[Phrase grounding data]

──────

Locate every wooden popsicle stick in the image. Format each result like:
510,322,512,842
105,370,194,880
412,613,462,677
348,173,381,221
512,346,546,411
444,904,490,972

──────

_Problem details_: In full and without change, transcribe every line of the records above.

_Solved exercise_:
Locate every wooden popsicle stick in the image. Format each result like:
510,322,512,842
105,370,194,880
412,613,462,677
348,173,381,221
512,346,546,411
444,904,490,972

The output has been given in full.